═════ Provided data ═════

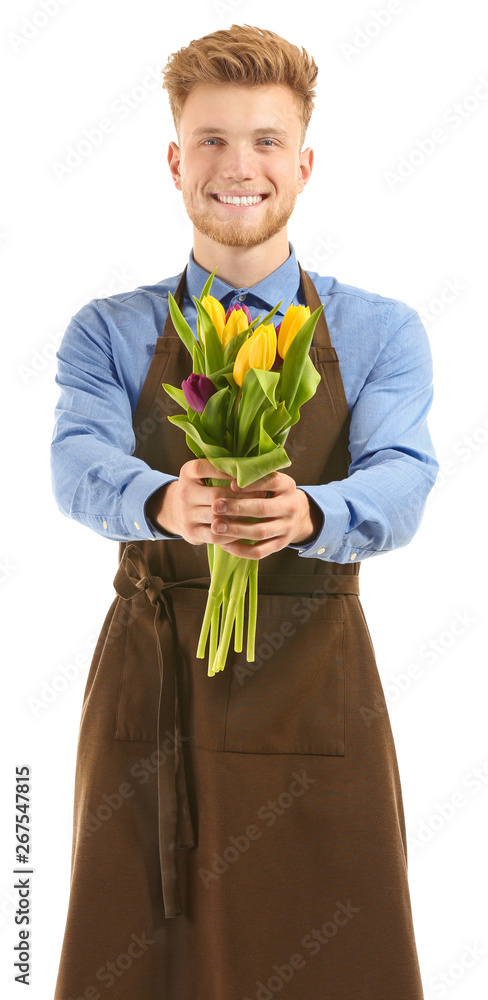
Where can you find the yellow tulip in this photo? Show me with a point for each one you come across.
(236, 323)
(258, 351)
(216, 311)
(291, 323)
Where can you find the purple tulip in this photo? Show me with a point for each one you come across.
(197, 390)
(239, 305)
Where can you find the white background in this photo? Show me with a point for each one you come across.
(116, 218)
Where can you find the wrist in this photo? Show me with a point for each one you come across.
(158, 509)
(311, 519)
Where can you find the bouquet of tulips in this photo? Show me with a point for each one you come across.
(248, 383)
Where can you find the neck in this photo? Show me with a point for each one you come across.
(241, 267)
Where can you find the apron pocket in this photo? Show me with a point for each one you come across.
(291, 699)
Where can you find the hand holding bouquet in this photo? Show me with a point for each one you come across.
(248, 383)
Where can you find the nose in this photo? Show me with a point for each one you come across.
(239, 163)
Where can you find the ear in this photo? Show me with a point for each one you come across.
(174, 159)
(305, 167)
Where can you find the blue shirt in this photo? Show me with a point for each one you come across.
(386, 366)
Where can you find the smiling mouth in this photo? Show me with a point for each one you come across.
(240, 201)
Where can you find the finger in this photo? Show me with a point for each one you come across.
(251, 506)
(255, 530)
(257, 551)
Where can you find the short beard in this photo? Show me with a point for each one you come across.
(234, 233)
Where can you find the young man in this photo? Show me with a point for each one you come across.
(241, 835)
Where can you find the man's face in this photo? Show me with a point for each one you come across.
(240, 140)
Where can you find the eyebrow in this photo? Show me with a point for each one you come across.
(271, 130)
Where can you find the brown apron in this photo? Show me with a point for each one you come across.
(261, 808)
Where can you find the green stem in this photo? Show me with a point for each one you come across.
(223, 564)
(214, 635)
(240, 617)
(253, 606)
(238, 581)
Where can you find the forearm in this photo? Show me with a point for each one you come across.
(375, 510)
(109, 493)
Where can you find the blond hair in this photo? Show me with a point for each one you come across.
(245, 55)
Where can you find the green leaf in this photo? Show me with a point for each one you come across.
(195, 430)
(181, 326)
(176, 394)
(305, 390)
(212, 418)
(295, 358)
(214, 356)
(249, 469)
(194, 447)
(274, 420)
(207, 286)
(253, 399)
(268, 382)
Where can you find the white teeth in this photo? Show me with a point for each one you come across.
(248, 200)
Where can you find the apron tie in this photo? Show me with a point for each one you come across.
(174, 816)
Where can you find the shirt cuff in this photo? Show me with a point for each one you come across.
(134, 499)
(335, 521)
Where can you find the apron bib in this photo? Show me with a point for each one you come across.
(255, 806)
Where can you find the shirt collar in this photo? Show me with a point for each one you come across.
(283, 283)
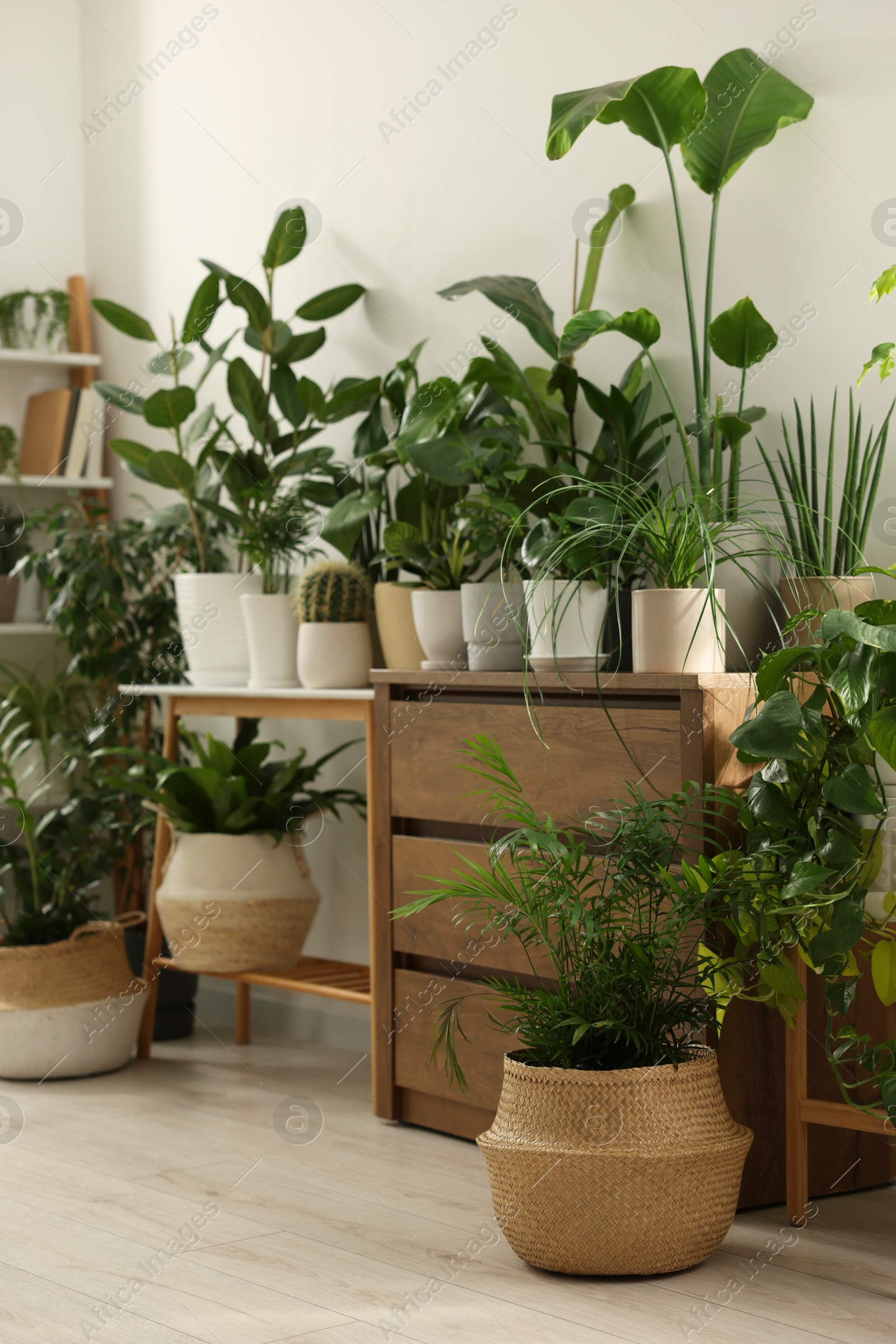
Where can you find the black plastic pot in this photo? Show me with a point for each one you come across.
(617, 634)
(176, 991)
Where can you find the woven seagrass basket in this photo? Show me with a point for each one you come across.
(631, 1171)
(235, 902)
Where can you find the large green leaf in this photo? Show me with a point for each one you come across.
(740, 336)
(445, 460)
(245, 295)
(331, 303)
(640, 325)
(347, 518)
(124, 320)
(852, 790)
(288, 238)
(202, 309)
(170, 408)
(285, 389)
(777, 732)
(171, 471)
(881, 734)
(248, 396)
(747, 103)
(517, 296)
(135, 455)
(661, 106)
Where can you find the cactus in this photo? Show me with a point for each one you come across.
(334, 592)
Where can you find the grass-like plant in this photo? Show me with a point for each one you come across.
(819, 546)
(597, 905)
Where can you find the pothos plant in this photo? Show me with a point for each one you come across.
(718, 124)
(280, 410)
(825, 714)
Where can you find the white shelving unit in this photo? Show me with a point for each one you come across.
(68, 359)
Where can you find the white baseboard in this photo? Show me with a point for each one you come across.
(278, 1012)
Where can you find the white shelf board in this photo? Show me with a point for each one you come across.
(291, 692)
(27, 628)
(68, 359)
(59, 483)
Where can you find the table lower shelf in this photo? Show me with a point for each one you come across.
(344, 980)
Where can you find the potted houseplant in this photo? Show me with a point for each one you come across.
(610, 1117)
(825, 554)
(69, 1002)
(206, 445)
(814, 874)
(237, 867)
(331, 604)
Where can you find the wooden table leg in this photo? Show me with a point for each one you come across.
(796, 1090)
(153, 924)
(242, 1016)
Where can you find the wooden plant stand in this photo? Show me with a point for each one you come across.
(311, 975)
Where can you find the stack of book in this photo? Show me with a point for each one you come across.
(63, 435)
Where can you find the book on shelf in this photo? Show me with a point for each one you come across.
(63, 435)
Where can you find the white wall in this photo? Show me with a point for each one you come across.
(282, 99)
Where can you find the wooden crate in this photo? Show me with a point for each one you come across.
(657, 730)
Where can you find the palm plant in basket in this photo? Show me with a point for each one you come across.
(610, 1113)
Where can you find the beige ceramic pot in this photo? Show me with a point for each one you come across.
(675, 631)
(395, 624)
(824, 594)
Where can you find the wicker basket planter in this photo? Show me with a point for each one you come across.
(240, 902)
(69, 1008)
(632, 1171)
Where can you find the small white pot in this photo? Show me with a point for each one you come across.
(211, 627)
(334, 655)
(440, 628)
(272, 631)
(673, 631)
(564, 620)
(491, 617)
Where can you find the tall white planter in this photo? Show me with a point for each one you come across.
(211, 625)
(440, 628)
(334, 654)
(272, 631)
(491, 616)
(675, 631)
(564, 618)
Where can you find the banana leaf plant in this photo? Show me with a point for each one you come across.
(280, 412)
(718, 123)
(814, 816)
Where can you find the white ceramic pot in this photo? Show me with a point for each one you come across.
(270, 632)
(334, 654)
(211, 627)
(491, 616)
(70, 1042)
(235, 902)
(564, 618)
(440, 628)
(673, 631)
(395, 625)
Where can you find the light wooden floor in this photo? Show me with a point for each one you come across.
(323, 1241)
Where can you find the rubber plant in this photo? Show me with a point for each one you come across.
(813, 815)
(718, 123)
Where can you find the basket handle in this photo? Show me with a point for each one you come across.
(125, 921)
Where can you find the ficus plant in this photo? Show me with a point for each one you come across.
(718, 123)
(825, 713)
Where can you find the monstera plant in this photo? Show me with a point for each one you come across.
(817, 873)
(718, 123)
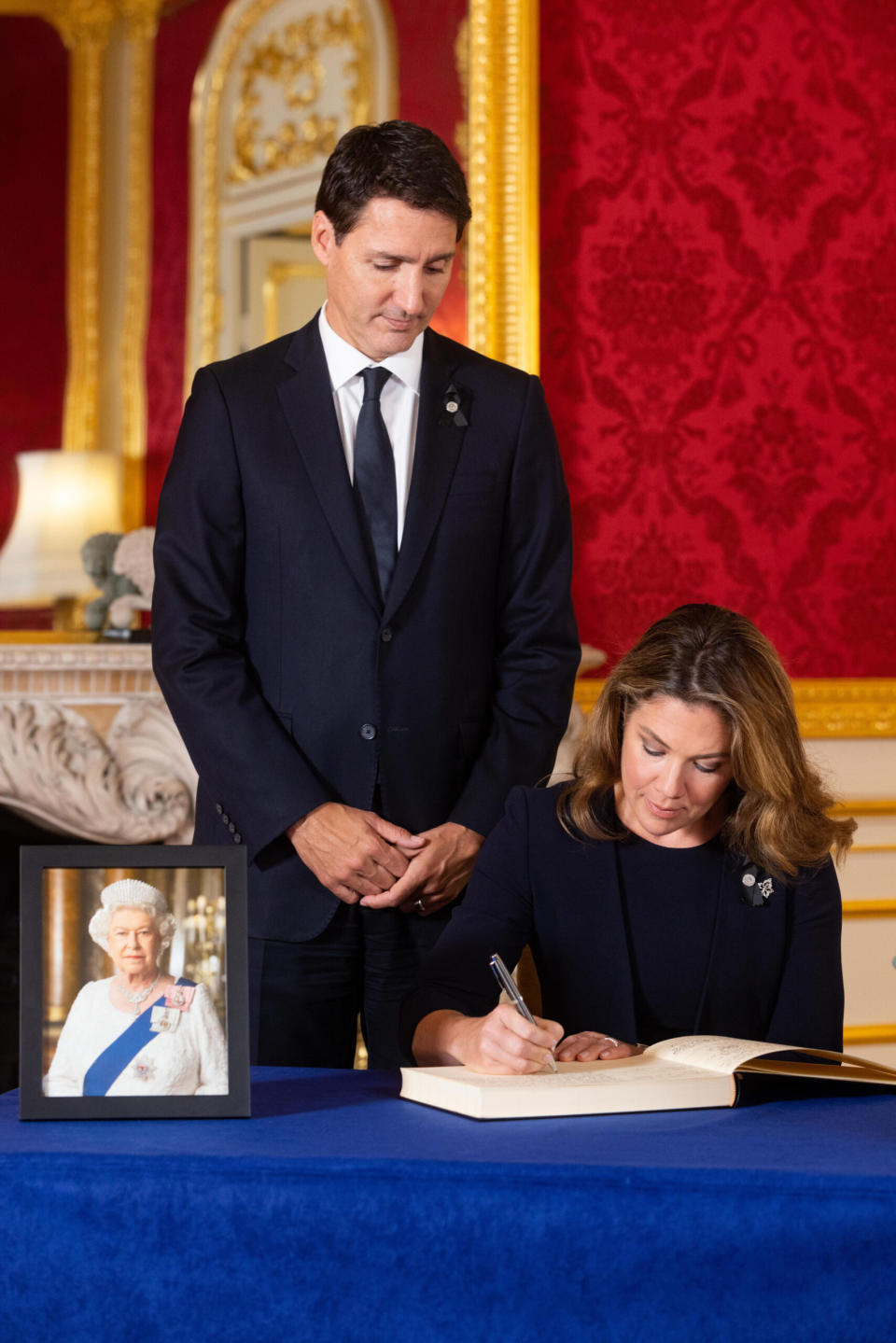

═════

A verbatim copy of the material is needed; pictures are not to appear in it.

(Solved problem)
Where can you find the yellow tulip in this photo? Show me with a point for each one you come across.
(236, 323)
(258, 351)
(216, 311)
(291, 323)
Where can you find the purple tulip in this photo? Show me with a point for each one you come across.
(197, 390)
(239, 305)
Where can you find the white background in this photo? Show me with a point for each one you come across.
(116, 218)
Where can you find the wrist in this photo? Show me with a point for each one you come across.
(158, 509)
(311, 519)
Where can you find the bouquet of tulips in this photo? Show me with a point for each one you come across.
(248, 383)
Where can you find the neck in this photo? Show me with a point for each one you come across.
(241, 267)
Where can you find the apron pocket in this photo? Show me with a point for each one you come across.
(291, 699)
Where can you find the hand holding bouquet in this photo? Show me with a point for each one you come across.
(248, 383)
Where can you find the nose in this photo? Show me with a point for each one you come across.
(239, 163)
Where can you find the ear in this photo? Show me with a point for each one you come across.
(174, 159)
(305, 167)
Where can you find the blue shirt in this photo? Show me with a point for each one you come across.
(386, 366)
Where can you find the smiling mouth in this photo? Show me with a point for each one you come across.
(240, 201)
Where can you find the finger in this photo? Show me with a point for each one you come across.
(251, 506)
(255, 530)
(257, 551)
Where can you find the short beard in this photo? Show me with a point for each one you come across.
(234, 233)
Where can you find the young man in this photo? Show me with a point for each one you come across.
(241, 835)
Where can you find the man's face in this photo? Show me with a point for each one you come across.
(240, 140)
Where can you find the eyebrow in this photo? Show me with a point for each one you come across.
(271, 130)
Where can you find the brown apron in this photo? Show me with a point for each one you come across.
(261, 808)
Where can you find the green stem in this photo? Show me with a point for each one you come across.
(223, 564)
(214, 635)
(240, 617)
(253, 606)
(238, 581)
Where can you find the forearm in this photo? Show me with a point for each one you come across.
(375, 510)
(109, 493)
Where can you find the blond hair in this photo? Show me with a point for each one you come across.
(245, 55)
Where can you find the green leaf in this photo? Show me with a point for each one you come across.
(195, 430)
(181, 326)
(176, 394)
(305, 390)
(212, 418)
(295, 358)
(214, 356)
(249, 469)
(194, 447)
(274, 420)
(207, 286)
(253, 399)
(268, 382)
Where can you find the white teeth in this photo? Show me with a point for each one you come across.
(248, 200)
Where can you find the apron tie in this photo? Show me with a point for each one you come across.
(174, 816)
Where can you find the shirt cuff in this photo? Show me with a point for each one you come across.
(134, 499)
(335, 521)
Where can you find the apron bib in this photo? Show me with a point for each one you come across.
(255, 806)
Where can you find the shirt collar in this photo? Show me with a point for each one you come across.
(283, 283)
Where can you find the black plastic pot in this photo? Show me with a point for each one you come across.
(617, 634)
(176, 991)
Where can you find the woven seagrass basket in this photo? Show me with a point for each one you come across.
(631, 1171)
(235, 902)
Where can you find the large green leaf in this photo? Show me with a point for each one you come across.
(740, 336)
(445, 460)
(245, 295)
(331, 303)
(640, 325)
(347, 518)
(124, 320)
(852, 790)
(288, 238)
(202, 309)
(170, 408)
(285, 389)
(777, 732)
(171, 471)
(881, 734)
(248, 396)
(747, 103)
(517, 296)
(135, 455)
(661, 106)
Where can you find the cactus in this photo? Show me with a point for each one you come across.
(334, 592)
Where can you find the grass-like plant in this photo? Show me with a point for each one you come across.
(819, 546)
(597, 905)
Where can you find the pothos plant in this photo? Show me with a point for each one you come across.
(718, 124)
(280, 410)
(825, 714)
Where can you find the white shelving unit in this photo? Show me with a point for each one you come across.
(68, 359)
Where can you find the white baseboard in this photo? Show me with a point for each one you come across.
(278, 1012)
Where can you find the white shelf board in this photo? Show me with a point for each one you come across.
(291, 692)
(27, 628)
(68, 359)
(59, 483)
Where can you find the table lower shelf in this photo? Show me with a point for each one you come across.
(344, 980)
Where can you find the potted houseplant in this photo? Show me with a point for each one you come across.
(610, 1117)
(825, 554)
(69, 1002)
(206, 445)
(814, 874)
(237, 867)
(331, 604)
Where can you find the wooden table leg in this photo? Show me with a point for each one you come across.
(796, 1090)
(153, 924)
(242, 1016)
Where can you find the wooden plant stand in this photo? Show me with a point for each one you come across.
(311, 975)
Where can you find the stack of book in this photo? Show me with a point for each one you come across.
(63, 435)
Where can you find the book on shelf in this photo? Show me with a point for each one you come across.
(63, 435)
Where can you find the white wall in this photo? Show me with a point for each one you come across.
(282, 99)
Where can you find the wooden crate in this photo? Show me with a point for each one you come across.
(657, 730)
Where can you find the palm plant in basket in this photo? Show me with a point for each one you come across.
(610, 1113)
Where can you find the beige ceramic pot in this photo? Show me with a point for each one you come across.
(675, 631)
(395, 624)
(824, 594)
Where can you find the wicker basket planter in this photo? Show me with a point for each one you come across.
(240, 902)
(69, 1008)
(632, 1171)
Where can you find the small white pot in this photo? Show me with a point for each one you come across.
(211, 627)
(334, 655)
(440, 628)
(272, 631)
(673, 631)
(564, 620)
(491, 617)
Where can you find the tall white planter in this photo? Show me with a point for each one you come across.
(211, 625)
(440, 628)
(334, 654)
(272, 631)
(491, 616)
(675, 631)
(564, 618)
Where can you find the banana leaf plant in this photo? Show me with a point for each one you come across.
(280, 412)
(718, 123)
(814, 816)
Where can you find the white ceramic pot in this photo? Show me with a point for each one you come across.
(270, 632)
(334, 654)
(211, 627)
(491, 616)
(70, 1042)
(235, 902)
(564, 618)
(440, 628)
(673, 631)
(395, 625)
Where can you find the light wooden floor in this photo? Show me with a point for each one you come across.
(323, 1241)
Where can you find the rubber plant in this photo? Show me with a point for each one you come across.
(813, 815)
(718, 123)
Where can you find the basket handle in this photo? Show me with a point for each one you come across.
(125, 921)
Where can you find the ficus plant in this photo? Show me with a point for each one you come across.
(718, 123)
(825, 713)
Where can you find the monstera plant in this photo? Show me with a point for each one you come across.
(817, 873)
(718, 123)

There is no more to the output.